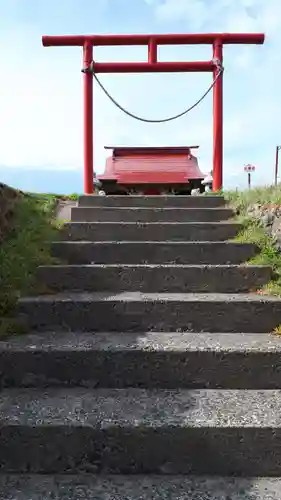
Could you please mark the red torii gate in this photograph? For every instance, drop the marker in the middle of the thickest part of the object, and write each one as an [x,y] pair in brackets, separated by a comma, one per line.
[153,66]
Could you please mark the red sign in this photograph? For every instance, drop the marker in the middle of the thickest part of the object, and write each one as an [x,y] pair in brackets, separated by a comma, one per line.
[249,168]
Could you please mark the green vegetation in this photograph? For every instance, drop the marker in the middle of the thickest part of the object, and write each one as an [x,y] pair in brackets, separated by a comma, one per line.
[242,200]
[27,246]
[254,232]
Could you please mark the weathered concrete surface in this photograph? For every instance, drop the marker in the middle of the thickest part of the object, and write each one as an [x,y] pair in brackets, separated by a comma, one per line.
[148,360]
[154,252]
[141,431]
[136,312]
[106,487]
[130,231]
[151,201]
[154,278]
[124,214]
[8,200]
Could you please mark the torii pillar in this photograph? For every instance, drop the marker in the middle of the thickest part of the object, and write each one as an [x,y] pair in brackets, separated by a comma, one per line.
[217,40]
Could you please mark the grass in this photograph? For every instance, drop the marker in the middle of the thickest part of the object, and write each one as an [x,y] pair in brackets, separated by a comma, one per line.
[254,232]
[27,246]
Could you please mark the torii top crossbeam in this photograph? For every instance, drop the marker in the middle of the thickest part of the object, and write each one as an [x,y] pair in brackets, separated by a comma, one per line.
[217,40]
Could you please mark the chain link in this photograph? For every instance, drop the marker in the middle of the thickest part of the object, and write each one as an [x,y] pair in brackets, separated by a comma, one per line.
[216,62]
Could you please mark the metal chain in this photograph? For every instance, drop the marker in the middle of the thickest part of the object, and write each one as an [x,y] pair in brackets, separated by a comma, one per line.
[146,120]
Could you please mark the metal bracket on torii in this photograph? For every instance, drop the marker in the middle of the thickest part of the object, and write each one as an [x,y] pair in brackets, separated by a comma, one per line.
[217,40]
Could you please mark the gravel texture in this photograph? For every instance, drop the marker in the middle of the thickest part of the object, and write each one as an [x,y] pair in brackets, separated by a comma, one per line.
[154,278]
[137,214]
[153,252]
[134,408]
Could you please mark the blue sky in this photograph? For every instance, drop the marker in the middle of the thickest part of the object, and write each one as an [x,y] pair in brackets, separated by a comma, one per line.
[41,88]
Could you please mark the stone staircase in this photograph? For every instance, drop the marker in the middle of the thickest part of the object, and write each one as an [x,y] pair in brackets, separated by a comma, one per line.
[150,371]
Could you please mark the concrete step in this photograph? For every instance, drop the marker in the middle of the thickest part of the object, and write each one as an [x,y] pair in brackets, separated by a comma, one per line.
[139,312]
[154,252]
[153,231]
[151,201]
[148,360]
[215,432]
[137,487]
[132,214]
[153,278]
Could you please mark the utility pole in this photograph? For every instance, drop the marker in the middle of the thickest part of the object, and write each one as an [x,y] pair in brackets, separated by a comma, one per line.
[276,164]
[249,169]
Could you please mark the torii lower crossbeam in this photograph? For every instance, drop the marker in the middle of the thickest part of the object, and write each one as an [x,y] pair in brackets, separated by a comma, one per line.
[217,40]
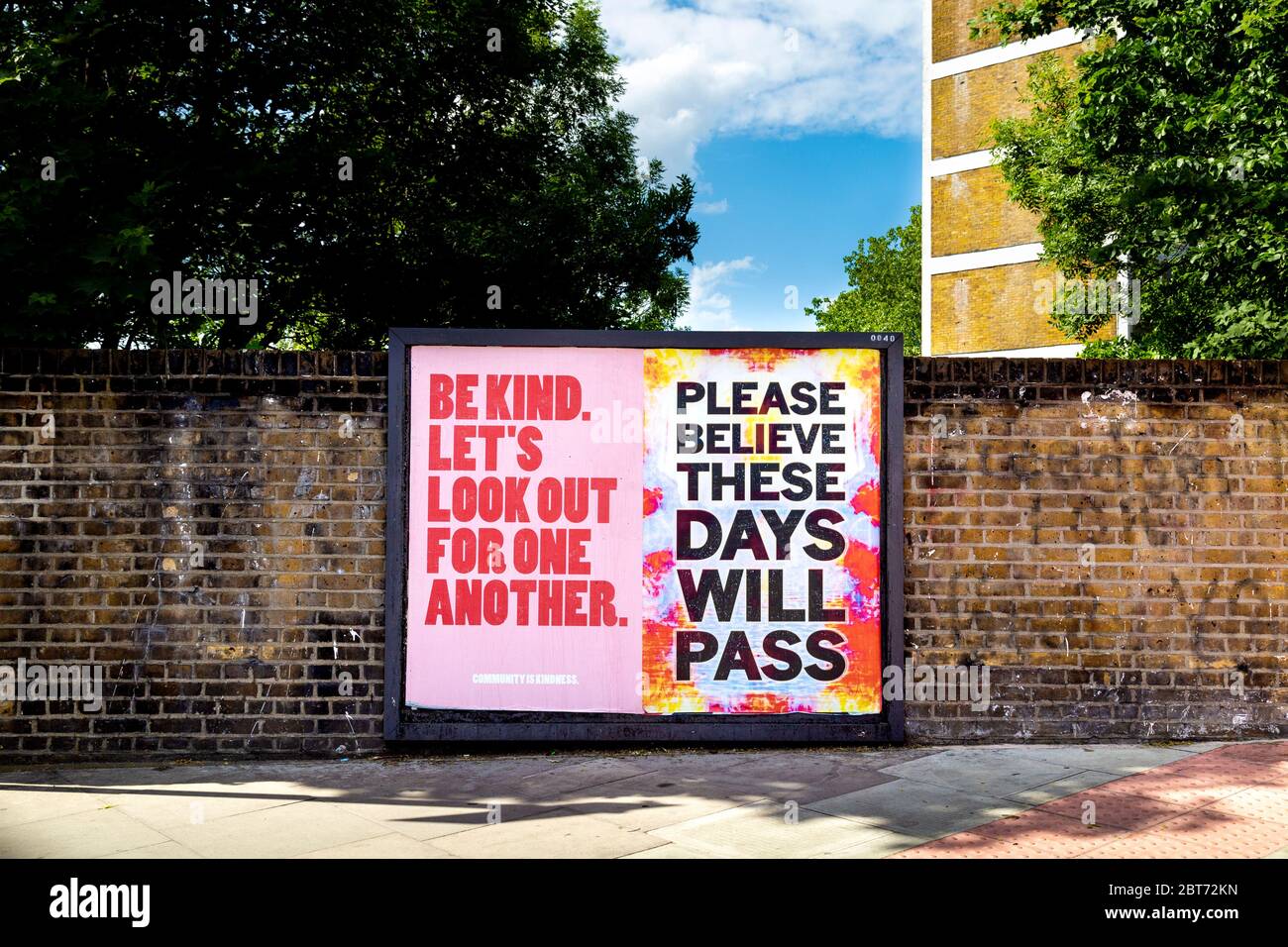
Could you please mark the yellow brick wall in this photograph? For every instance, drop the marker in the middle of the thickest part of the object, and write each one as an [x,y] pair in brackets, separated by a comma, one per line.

• **REQUIREMENTS**
Please express the listing above as a Markdown table with two columns, No and Entry: number the rows in order and put one line of the listing in each row. Skip blank lines and leave the pictures out.

• **TASK RESULT**
| No | Entry |
|---|---|
| 1 | Could you please mark the red torii gate in this photograph? For every instance, drop the marker in the middle of the thickest part of the object, and write each one as an [x,y] pair in brackets, separated by a comma, one per line. |
| 2 | [153,66] |
| 3 | Could you please mark the red sign in this photograph? For every instance, drop the marker in the middle of the thickest part of the object, and write each one as an [x,y] pair in brackets, separated by a comma, one per line. |
| 4 | [249,168] |
| 5 | Could you please mark the green vegetation in this photograph? For every instance, drop the marker in the middle of the thickest part of the object, and write each one as an [x,y] pair in brackets, separated by a comma, one per line. |
| 6 | [242,200] |
| 7 | [27,246] |
| 8 | [254,232] |
| 9 | Could you please mark the weathered concrete surface in this photograph? For every instance, drop the marker in the middle of the thickest part of the object, and write each one as an [x,y] pair in brackets, separated by a comma, one per line. |
| 10 | [148,360] |
| 11 | [154,252] |
| 12 | [141,431] |
| 13 | [136,312] |
| 14 | [106,487] |
| 15 | [130,231] |
| 16 | [151,201] |
| 17 | [154,278] |
| 18 | [124,214] |
| 19 | [8,200] |
| 20 | Could you please mark the torii pillar in this photograph? For every instance, drop the marker in the middle of the thickest part of the object, and write each one as an [x,y] pair in brackets, separated by a comma, one per line. |
| 21 | [217,40] |
| 22 | Could you please mark the grass in this photograph? For every instance, drop the marker in the middle of the thickest part of the object, and write each one as an [x,y] pair in brackets, separated by a comma, one per line. |
| 23 | [254,232] |
| 24 | [27,246] |
| 25 | Could you please mark the torii top crossbeam in this photograph? For every instance, drop the marker in the middle of the thickest part of the object, and write each one as an [x,y] pair in brackets, separated by a comma, one per line. |
| 26 | [217,40] |
| 27 | Could you please mark the chain link in this photograph? For every instance, drop the marker in the middle of the thickest part of the object, and write each one as an [x,y] pair in brackets, separated by a comma, one per line. |
| 28 | [216,62] |
| 29 | Could you please mark the metal chain in this photograph? For every instance, drop the marker in the middle of the thickest part of the object, and write each one as an [x,y] pair in brackets, separated by a comma, one per line. |
| 30 | [146,120] |
| 31 | Could you please mark the metal bracket on torii in this photograph? For every instance, drop the marker in the middle of the thickest part of the object, and write each one as an [x,y] pair in brackets, separated by a comma, one per line. |
| 32 | [217,40] |
| 33 | Could you please mark the gravel texture in this photograph? For every instance, drop the marker in the middle of the thickest part of the object, and write each one as an [x,y] pair in brackets, separated by a comma, one per line. |
| 34 | [154,278] |
| 35 | [137,214] |
| 36 | [153,252] |
| 37 | [134,408] |
| 38 | Could you please mark the blue sky in this photograph? For every instance, drop the marker in the middle of the thickest part of the object, and write each one as an [x,y] pair in brackets, separated by a comma, one per line. |
| 39 | [41,88] |
| 40 | Could you please mark the stone staircase in this photograph? For every instance, drop the marker in the middle of the thickest part of the object, and write each one as an [x,y] pair in brackets, separated by a comma, one per line. |
| 41 | [150,371] |
| 42 | Could you please mark the concrete step in this photograph? For every instance, drop the marker in the middle of the thickest part of the object, and write each one as an [x,y] pair in brackets, separated by a comma, one per line. |
| 43 | [139,312] |
| 44 | [154,252] |
| 45 | [153,231] |
| 46 | [151,201] |
| 47 | [148,360] |
| 48 | [215,432] |
| 49 | [137,487] |
| 50 | [132,214] |
| 51 | [153,278] |
| 52 | Could you please mark the utility pole in this photograph? For every instance, drop the marker in the middle of the thickest part of the object, and write each one as an [x,y] pair in brackets, separated by a comma, one per line. |
| 53 | [276,164] |
| 54 | [249,169] |
| 55 | Could you please mark the torii lower crossbeam in this photograph? For every instance, drop the marker in the middle of the thickest part of the object, and write each one as an [x,y] pair in brackets, separated by a comma, one per line. |
| 56 | [217,40] |
| 57 | Could you please mark the yellow brick wall in this photograph? For every instance, drop the marker in the middle of the thickest part of the object, and write each one as an [x,y] pair in brackets, separated by a comma, one per line. |